=== LISTING ===
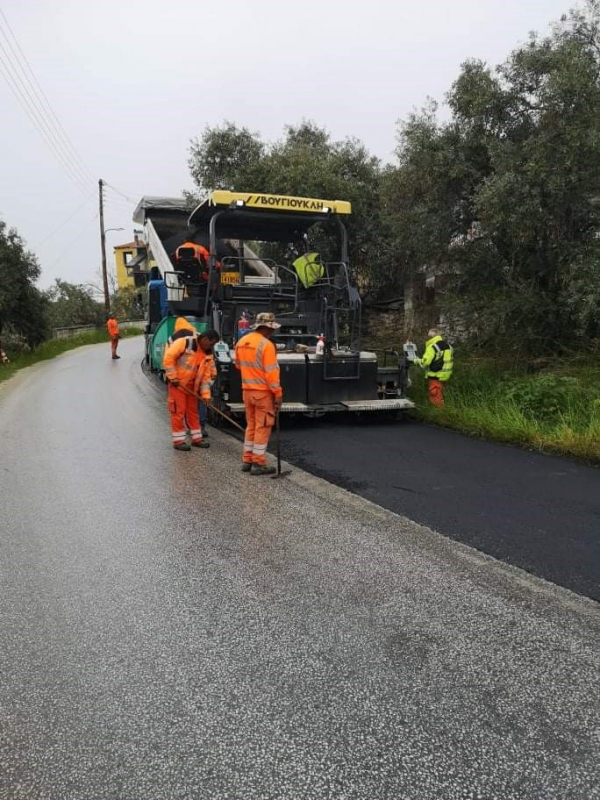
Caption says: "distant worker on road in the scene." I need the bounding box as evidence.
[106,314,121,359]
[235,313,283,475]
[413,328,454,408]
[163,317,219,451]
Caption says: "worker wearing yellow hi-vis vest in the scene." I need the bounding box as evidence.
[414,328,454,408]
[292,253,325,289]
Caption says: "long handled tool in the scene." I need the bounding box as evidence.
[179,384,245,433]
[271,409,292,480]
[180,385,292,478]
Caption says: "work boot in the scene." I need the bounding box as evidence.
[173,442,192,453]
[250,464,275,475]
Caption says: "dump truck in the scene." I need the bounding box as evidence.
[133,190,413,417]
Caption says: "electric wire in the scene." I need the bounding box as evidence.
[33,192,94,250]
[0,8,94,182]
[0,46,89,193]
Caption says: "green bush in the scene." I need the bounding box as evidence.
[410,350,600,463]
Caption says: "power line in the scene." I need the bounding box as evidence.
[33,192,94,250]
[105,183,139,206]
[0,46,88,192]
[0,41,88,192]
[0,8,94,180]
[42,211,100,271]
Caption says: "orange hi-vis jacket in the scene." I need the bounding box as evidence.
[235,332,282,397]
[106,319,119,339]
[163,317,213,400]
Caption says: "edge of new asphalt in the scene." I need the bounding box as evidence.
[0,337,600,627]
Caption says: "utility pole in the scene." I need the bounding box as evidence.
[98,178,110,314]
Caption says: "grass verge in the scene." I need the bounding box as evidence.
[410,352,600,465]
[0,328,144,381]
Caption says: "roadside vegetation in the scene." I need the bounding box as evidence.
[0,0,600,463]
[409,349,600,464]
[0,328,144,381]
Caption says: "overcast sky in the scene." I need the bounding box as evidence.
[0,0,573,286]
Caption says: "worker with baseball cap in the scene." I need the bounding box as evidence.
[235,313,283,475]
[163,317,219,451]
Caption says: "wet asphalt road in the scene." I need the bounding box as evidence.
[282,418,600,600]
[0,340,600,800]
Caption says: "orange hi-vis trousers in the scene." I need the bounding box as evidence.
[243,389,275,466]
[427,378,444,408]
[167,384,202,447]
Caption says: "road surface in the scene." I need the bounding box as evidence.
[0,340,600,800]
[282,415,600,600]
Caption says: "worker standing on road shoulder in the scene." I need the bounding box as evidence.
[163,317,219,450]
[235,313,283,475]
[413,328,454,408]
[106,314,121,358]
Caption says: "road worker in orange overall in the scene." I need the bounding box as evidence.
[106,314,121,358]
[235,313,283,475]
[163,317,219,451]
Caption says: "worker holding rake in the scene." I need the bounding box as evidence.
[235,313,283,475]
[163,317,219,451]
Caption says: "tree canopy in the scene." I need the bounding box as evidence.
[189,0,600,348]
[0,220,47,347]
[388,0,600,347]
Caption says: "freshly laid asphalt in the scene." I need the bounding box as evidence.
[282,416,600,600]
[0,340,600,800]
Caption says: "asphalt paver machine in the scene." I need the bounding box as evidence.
===
- _YOUR OBJECTIVE_
Please put the part of the records that opens with the line containing "truck in the" and closes with the line containing "[410,350,600,463]" into a numbered list, keeping both of those lines and leaving out any blank lines.

- _THE RESPONSE_
1. Caption says: "dump truck in the scene." I need the bounding box as evidence.
2. [133,190,413,417]
3. Caption says: "electric wire in the scene." I need the bounding box as evidence.
4. [33,192,94,250]
5. [0,8,94,182]
6. [0,46,89,193]
7. Caption says: "green bush in the scene." I need the bounding box as evidence.
8. [410,350,600,463]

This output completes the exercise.